» WORK TO BE COMPLETED: Give the rows again from the start through the line containing "pixel 106 52", swapping "door handle" for "door latch" and keeping everything else unchanged.
>> Begin
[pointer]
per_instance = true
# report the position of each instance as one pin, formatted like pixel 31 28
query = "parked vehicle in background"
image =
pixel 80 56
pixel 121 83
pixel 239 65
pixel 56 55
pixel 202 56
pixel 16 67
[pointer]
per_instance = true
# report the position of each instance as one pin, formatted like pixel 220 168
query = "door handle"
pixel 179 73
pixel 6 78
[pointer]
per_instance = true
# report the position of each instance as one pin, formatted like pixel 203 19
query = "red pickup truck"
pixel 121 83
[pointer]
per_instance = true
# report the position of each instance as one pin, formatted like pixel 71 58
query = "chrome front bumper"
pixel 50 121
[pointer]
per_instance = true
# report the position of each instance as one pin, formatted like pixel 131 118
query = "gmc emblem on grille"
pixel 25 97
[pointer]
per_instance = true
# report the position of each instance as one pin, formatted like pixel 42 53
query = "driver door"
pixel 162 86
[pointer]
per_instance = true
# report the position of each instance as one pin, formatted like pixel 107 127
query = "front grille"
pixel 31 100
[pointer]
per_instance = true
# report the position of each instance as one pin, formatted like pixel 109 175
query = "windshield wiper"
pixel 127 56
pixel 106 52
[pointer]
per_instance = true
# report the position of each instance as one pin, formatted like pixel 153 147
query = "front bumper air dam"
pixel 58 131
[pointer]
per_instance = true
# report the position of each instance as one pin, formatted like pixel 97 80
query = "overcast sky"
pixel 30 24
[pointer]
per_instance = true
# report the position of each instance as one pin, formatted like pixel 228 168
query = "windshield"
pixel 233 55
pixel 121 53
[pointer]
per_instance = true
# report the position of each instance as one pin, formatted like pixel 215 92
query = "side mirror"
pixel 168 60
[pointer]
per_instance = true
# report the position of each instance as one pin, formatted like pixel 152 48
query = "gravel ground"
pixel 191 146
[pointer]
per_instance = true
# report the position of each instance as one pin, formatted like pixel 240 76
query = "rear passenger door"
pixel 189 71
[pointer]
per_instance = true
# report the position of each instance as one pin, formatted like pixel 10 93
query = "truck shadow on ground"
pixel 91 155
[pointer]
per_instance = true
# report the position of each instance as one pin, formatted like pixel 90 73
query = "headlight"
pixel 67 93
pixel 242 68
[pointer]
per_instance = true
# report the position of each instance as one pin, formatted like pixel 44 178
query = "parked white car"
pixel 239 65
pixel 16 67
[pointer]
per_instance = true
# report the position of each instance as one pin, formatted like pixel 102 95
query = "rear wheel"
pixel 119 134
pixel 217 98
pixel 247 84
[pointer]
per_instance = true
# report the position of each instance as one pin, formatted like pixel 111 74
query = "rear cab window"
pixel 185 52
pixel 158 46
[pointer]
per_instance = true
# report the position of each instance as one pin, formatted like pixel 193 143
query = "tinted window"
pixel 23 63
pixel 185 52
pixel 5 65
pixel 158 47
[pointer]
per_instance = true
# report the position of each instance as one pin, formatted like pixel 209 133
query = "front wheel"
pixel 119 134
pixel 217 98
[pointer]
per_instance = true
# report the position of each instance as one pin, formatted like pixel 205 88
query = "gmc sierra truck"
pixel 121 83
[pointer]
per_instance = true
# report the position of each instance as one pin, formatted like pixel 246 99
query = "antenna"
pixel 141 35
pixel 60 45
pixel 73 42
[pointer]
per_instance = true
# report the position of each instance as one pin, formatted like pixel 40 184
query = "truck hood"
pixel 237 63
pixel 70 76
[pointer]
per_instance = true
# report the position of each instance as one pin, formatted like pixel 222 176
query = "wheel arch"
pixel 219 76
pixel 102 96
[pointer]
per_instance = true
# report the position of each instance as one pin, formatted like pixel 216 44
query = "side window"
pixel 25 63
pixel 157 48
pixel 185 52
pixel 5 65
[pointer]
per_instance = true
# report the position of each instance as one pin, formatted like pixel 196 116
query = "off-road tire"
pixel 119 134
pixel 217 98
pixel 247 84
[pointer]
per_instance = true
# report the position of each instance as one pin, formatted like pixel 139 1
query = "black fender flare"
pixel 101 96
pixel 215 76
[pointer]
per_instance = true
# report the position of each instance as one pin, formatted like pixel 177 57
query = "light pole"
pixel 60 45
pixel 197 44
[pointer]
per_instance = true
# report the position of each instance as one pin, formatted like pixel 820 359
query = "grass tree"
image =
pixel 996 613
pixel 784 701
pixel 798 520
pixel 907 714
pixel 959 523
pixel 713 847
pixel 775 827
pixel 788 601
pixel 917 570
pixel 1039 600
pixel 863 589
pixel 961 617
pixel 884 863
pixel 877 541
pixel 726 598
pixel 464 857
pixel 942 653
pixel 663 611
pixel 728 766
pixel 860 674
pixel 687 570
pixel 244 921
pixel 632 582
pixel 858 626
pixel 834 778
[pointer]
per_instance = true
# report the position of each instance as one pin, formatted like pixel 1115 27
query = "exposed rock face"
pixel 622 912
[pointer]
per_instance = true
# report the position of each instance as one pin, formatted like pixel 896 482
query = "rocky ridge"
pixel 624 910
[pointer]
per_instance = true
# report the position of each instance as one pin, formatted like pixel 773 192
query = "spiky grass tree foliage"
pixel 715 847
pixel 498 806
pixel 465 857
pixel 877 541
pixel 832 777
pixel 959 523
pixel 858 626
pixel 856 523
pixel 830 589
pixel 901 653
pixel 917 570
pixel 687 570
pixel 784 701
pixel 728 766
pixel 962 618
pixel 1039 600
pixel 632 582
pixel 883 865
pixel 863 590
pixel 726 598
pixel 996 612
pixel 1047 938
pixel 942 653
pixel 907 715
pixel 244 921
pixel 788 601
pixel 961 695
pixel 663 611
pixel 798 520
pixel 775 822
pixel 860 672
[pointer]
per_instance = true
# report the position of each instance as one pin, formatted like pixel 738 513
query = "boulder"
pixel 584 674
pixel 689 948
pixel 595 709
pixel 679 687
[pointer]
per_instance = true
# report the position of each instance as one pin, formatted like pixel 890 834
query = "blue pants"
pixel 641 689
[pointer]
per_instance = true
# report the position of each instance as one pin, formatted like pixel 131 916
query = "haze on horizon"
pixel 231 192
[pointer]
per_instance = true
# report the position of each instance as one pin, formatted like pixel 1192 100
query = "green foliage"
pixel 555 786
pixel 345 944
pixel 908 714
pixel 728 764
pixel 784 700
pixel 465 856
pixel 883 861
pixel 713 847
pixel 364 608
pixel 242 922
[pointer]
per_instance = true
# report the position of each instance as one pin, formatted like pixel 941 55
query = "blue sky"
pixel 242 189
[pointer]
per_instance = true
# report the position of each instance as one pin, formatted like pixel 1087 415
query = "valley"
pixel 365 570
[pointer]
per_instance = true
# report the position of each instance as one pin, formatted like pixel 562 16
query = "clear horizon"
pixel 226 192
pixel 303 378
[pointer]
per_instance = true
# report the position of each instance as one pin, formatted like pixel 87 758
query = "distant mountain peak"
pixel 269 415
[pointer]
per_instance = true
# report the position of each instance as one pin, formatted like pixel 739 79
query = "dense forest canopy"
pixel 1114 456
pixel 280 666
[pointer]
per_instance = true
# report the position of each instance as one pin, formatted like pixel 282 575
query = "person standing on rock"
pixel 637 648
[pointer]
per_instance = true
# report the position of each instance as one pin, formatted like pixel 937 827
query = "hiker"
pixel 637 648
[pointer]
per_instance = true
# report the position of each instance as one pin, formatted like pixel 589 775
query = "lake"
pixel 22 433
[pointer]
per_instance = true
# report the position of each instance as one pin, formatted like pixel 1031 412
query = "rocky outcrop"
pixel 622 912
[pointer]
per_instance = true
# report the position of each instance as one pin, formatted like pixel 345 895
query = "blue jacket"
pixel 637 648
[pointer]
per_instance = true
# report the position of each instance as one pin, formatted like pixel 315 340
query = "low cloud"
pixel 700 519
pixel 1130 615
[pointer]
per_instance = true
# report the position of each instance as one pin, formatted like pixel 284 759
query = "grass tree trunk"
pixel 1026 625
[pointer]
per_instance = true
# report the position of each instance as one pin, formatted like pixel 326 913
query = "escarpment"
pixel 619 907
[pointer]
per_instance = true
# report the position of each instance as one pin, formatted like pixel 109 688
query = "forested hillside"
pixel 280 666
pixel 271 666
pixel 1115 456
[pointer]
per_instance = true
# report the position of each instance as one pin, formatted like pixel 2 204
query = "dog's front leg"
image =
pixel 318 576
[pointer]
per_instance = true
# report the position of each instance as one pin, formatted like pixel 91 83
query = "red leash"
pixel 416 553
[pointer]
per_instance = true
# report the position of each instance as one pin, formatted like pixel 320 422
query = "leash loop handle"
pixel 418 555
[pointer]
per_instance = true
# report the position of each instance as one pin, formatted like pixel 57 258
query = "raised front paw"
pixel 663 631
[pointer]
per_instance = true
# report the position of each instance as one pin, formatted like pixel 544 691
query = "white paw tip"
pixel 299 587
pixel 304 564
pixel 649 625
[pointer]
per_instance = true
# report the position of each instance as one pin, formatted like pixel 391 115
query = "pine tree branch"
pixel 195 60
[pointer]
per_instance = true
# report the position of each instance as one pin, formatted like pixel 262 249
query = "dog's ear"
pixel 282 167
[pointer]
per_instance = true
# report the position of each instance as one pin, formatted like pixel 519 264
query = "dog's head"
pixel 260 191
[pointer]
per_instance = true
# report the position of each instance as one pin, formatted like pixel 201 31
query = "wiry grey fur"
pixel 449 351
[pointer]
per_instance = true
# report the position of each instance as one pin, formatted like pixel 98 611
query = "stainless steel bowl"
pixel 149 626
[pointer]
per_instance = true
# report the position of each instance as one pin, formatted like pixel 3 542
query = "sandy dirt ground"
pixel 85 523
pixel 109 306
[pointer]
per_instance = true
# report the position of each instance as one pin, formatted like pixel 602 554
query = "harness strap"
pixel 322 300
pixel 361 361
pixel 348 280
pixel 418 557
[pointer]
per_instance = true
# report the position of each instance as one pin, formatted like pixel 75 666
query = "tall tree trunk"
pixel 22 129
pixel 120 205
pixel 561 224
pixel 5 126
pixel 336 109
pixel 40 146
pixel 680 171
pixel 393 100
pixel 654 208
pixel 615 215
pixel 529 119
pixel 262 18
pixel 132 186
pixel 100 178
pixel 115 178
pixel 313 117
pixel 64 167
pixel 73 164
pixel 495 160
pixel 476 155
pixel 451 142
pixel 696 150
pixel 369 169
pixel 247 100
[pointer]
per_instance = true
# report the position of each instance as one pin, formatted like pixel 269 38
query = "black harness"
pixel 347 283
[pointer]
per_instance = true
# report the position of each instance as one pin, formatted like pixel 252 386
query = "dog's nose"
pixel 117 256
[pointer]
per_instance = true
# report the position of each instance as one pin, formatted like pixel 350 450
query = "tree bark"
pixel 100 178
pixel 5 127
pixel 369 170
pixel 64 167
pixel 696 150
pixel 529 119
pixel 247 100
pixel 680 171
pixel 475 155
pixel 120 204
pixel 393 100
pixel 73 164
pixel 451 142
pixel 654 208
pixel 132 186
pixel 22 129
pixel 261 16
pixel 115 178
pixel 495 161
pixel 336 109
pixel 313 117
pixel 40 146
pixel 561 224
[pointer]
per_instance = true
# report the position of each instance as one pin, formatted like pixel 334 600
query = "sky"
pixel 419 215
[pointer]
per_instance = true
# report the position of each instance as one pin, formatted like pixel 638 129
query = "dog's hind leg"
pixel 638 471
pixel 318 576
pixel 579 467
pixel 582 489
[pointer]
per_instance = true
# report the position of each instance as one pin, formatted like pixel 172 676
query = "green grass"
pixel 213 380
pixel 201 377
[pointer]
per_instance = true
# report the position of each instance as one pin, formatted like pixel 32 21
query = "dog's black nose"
>> End
» RESPONSE:
[pointer]
per_instance = true
# report the position of each instance as one pin, formatted like pixel 31 28
query = "parked vehicle in background"
image =
pixel 80 56
pixel 121 83
pixel 239 65
pixel 56 55
pixel 202 56
pixel 16 67
[pointer]
per_instance = true
# report the position of each instance as one pin, formatted like pixel 220 168
query = "door latch"
pixel 179 73
pixel 6 78
[pointer]
per_instance = true
# report the position of each instance as one pin, formatted like pixel 203 19
query = "red pickup truck"
pixel 121 83
[pointer]
per_instance = true
# report the position of each instance as one pin, formatted like pixel 71 58
query = "chrome front bumper"
pixel 50 121
[pointer]
per_instance = true
# report the position of each instance as one pin, formatted like pixel 131 118
query = "gmc emblem on grille"
pixel 25 97
[pointer]
per_instance = true
# report the position of each instance as one pin, formatted like pixel 42 53
query = "driver door"
pixel 162 86
[pointer]
per_instance = true
# report the position of each instance as one pin, formatted like pixel 107 127
query = "front grille"
pixel 31 100
[pointer]
per_instance = true
# report the position of each instance as one pin, formatted like pixel 109 175
query = "windshield wiper"
pixel 127 56
pixel 106 52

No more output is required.